Natural-language object grounding data:
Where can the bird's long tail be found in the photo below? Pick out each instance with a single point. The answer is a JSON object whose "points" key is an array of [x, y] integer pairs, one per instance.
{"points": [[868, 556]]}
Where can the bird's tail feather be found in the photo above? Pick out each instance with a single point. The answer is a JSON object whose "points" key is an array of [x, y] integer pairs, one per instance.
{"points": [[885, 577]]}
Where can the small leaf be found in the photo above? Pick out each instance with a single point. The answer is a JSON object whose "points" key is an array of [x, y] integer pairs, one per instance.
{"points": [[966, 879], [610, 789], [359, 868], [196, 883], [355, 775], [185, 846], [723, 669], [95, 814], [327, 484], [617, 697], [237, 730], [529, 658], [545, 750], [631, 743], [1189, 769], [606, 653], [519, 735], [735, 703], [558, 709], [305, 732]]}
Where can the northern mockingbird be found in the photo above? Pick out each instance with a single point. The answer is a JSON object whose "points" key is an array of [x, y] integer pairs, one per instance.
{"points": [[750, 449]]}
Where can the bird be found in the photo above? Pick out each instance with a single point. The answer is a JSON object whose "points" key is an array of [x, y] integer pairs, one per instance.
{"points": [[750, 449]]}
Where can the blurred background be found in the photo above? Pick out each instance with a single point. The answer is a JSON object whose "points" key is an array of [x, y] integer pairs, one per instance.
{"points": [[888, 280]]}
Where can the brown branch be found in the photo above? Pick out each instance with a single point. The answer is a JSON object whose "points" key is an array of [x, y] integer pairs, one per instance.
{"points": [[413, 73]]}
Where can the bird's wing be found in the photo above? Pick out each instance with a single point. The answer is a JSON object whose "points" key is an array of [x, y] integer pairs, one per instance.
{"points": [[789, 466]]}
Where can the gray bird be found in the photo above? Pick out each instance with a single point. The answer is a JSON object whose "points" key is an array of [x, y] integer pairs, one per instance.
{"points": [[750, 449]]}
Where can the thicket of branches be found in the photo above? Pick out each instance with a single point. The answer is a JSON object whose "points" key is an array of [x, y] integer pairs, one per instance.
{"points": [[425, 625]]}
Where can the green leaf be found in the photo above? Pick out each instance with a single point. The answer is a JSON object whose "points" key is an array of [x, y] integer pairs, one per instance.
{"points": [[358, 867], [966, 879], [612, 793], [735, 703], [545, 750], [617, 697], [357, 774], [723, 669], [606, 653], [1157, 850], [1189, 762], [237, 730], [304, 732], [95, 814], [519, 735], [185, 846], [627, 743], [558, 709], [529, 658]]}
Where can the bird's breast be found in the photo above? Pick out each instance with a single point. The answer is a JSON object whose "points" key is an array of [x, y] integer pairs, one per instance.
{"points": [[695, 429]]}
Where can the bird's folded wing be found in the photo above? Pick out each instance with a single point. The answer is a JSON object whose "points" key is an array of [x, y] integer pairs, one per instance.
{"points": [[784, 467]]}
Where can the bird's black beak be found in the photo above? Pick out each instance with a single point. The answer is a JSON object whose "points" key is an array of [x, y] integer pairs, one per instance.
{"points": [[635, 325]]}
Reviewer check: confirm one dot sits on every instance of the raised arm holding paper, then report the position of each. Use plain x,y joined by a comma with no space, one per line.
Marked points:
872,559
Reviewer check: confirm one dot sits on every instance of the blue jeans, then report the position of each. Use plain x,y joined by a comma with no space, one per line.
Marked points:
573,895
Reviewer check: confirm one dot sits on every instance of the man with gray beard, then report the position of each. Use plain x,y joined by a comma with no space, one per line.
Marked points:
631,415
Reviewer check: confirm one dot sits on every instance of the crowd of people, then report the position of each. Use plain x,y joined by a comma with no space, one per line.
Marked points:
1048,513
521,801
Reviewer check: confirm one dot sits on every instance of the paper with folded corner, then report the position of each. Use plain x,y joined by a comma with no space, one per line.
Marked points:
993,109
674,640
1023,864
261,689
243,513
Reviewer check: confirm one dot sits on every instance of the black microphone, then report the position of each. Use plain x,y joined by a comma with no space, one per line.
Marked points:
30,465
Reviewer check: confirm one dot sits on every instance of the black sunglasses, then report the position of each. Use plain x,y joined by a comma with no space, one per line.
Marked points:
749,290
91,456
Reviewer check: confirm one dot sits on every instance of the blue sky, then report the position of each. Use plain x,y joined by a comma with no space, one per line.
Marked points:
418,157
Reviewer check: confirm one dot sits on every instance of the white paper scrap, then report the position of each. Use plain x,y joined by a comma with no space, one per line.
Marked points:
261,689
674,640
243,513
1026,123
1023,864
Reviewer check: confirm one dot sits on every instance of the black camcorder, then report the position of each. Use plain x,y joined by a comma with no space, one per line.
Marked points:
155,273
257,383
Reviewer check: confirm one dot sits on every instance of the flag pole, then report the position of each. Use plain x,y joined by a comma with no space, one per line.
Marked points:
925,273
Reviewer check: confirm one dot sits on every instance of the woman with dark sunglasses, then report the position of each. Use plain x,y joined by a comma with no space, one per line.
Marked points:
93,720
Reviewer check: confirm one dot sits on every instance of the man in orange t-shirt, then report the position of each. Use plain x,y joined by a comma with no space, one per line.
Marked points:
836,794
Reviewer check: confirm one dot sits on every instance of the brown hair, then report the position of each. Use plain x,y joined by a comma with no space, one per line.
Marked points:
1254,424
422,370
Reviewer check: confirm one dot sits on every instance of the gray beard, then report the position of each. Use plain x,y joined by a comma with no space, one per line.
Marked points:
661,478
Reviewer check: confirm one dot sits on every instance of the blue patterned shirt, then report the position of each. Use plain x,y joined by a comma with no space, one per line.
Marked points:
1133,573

**WORK INSTRUCTIONS:** Give the records above again in full, keeping every character unchanged.

**TASK RESULT:**
Where can the bird's long tail be found in the photo below? Pick out each instance with a single point. The answer is a JSON object whose "points" key is an array of [x, y] integer pairs, one per instance.
{"points": [[868, 556]]}
Where can the bird's tail feather be found in the photo above? Pick out each instance with a single point. The answer is a JSON object whose "points" key is an array of [x, y] integer pairs, one per instance.
{"points": [[885, 577]]}
Where can the small leaf be found in the photo above? Pick out each instance with a single point. The answer is a JSON object whose "points" key is an array of [x, y] integer pairs, one per instance.
{"points": [[966, 879], [610, 789], [359, 868], [196, 883], [355, 775], [185, 846], [723, 669], [95, 814], [327, 484], [617, 697], [237, 730], [529, 658], [545, 750], [631, 743], [1189, 769], [606, 653], [519, 735], [735, 703], [558, 709], [305, 732]]}
Where can the northern mockingbird be found in the photo above? Pick out each instance with a single point. The answer is a JSON object whose "points" key is an array of [x, y] integer pairs, one per instance.
{"points": [[750, 449]]}
Where can the bird be found in the photo above? Pick out each instance with a single point. The answer is a JSON object whose "points" key is an array of [x, y] integer pairs, one per instance.
{"points": [[750, 449]]}
Where can the blurred background be found in the photo above? Pick out each instance with a single point. The answer is a JSON object whose "points" key is an array of [x, y] integer pairs, one per instance.
{"points": [[888, 280]]}
Where can the brown branch be found in the photo above? Pick out each instance with a single point. The answer is a JSON object whose "points" key is an array of [x, y] integer pairs, one per instance.
{"points": [[413, 73]]}
Where can the bird's wing be found in the photo above? Pick out each instance with a single point. The answer is a JSON object whose "points" key is an array of [x, y] integer pairs, one per instance.
{"points": [[789, 466]]}
Where can the gray bird be found in the photo above? Pick out each instance with a single point. The answer is a JSON object whose "points" key is an array of [x, y] integer pairs, one per instance.
{"points": [[750, 449]]}
Where can the thicket of branches be found in the photo above? Pick out each instance with a single point. The answer is a JSON object whose "points" key is an array of [x, y] integer pairs, one per instance.
{"points": [[425, 625]]}
Where can the green leaf be found in the photo above? Pick out each instance with a single point. The answer is a JSON object whose "points" key is an array of [x, y] integer pairs, one per instance.
{"points": [[358, 867], [966, 879], [612, 793], [735, 703], [545, 750], [617, 697], [357, 774], [723, 669], [606, 653], [1157, 850], [1189, 762], [237, 730], [304, 732], [95, 814], [519, 735], [185, 846], [627, 743], [558, 709], [529, 658]]}
Where can the bird's breast be found in the photo above? Pick out each instance with a single point. The answer is a JSON object whose "points" key is an array of [x, y] integer pairs, one per instance.
{"points": [[695, 429]]}
Where can the bird's folded wing be found in the photo above? Pick out each instance with a single point. The answer is a JSON object whose "points" key is an array of [x, y] integer pairs, one per instance.
{"points": [[784, 467]]}
Where can the bird's black beak be found in the photo above? Pick out each instance with a single point. The answer is a JSON object whose "points" key is an array of [x, y] integer pairs, one per instance.
{"points": [[635, 325]]}
Reviewer check: confirm one dot sits on every instance of the raised arm holding paper, then report the position of each. Use plain x,y joined by a comma with no space, one per line.
Marked points:
872,559
Reviewer check: confirm one dot sits on every instance of the blue jeans, then report the position of each. Use plain x,y joined by a comma with no space, one per line.
Marked points:
573,895
Reviewer check: confirm one dot sits on every instance of the man with gray beard, then report the position of each. Use plain x,y joined by a comma with no space, one per line.
Marked points:
631,415
Reviewer check: confirm one dot sits on every instance of the crowd of people, then report the position of each. Use plain x,y joined by a comma with no space, one per line.
Marked points:
1048,513
521,801
Reviewer check: confirm one dot sits on every instance of the paper with folded corner, then report the position of each. Use plain x,y joined by a comma with no space, one per line.
Marked points:
993,109
674,640
1023,864
261,689
243,513
Reviewer check: confirm one dot sits on every instance of the black microphone, then report the position of each. Use plain x,y joined by a comma with no space, one per line.
Marked points:
30,465
Reviewer check: confirm one dot sits on every instance of the black sunglasses, then report the position of each. Use plain x,y joined by a comma with no space, one per line.
Marked points:
749,290
91,456
Reviewer check: confirm one dot sits on every instance of the blue sky, then report the position of each. Use plain x,y joined by a comma with no space, one per line.
Marked points:
418,157
Reviewer check: confirm one dot sits on every instance of the white paper scrap, then report the position of each. Use plain x,y joined by a comma with no space, one per line.
Marked points:
261,689
674,640
243,513
1026,123
1023,864
Reviewer check: confirm one dot sits on every instance of the black camcorder, then report the position of each. Use plain x,y joined by a comma with no space, one per line.
Marked points:
155,273
257,383
Reviewer check: confirm one dot sits on every instance of the flag pole, then report the position of each. Use plain x,y joined by a comma with no space, one per line.
Marked points:
925,273
Reviewer check: confirm one dot sits on every instance of the woman with dark sunglasses, then report the position of each. Use plain x,y joined by a comma with no space, one per line.
Marked points:
93,720
Reviewer check: confirm one dot sits on every instance of the man in orange t-shirt, then report the position of each. Use plain x,y joined by a comma with no space, one per line.
Marked points:
836,794
Reviewer check: confirm one dot sits on every instance of the brown hair, then report the position of each. Use plain x,y joined by a comma with no space, one per line.
Marked points:
1254,424
422,370
Reviewer check: confirm one dot sits on every instance of the gray beard, then report the position of each. Use plain x,y joined by a comma with no space, one per line.
Marked points:
661,478
Reviewer check: confirm one dot sits on every instance of the blue patterned shirt, then report the position of each. Use plain x,y joined by a comma with no space, one per line.
Marked points:
1133,573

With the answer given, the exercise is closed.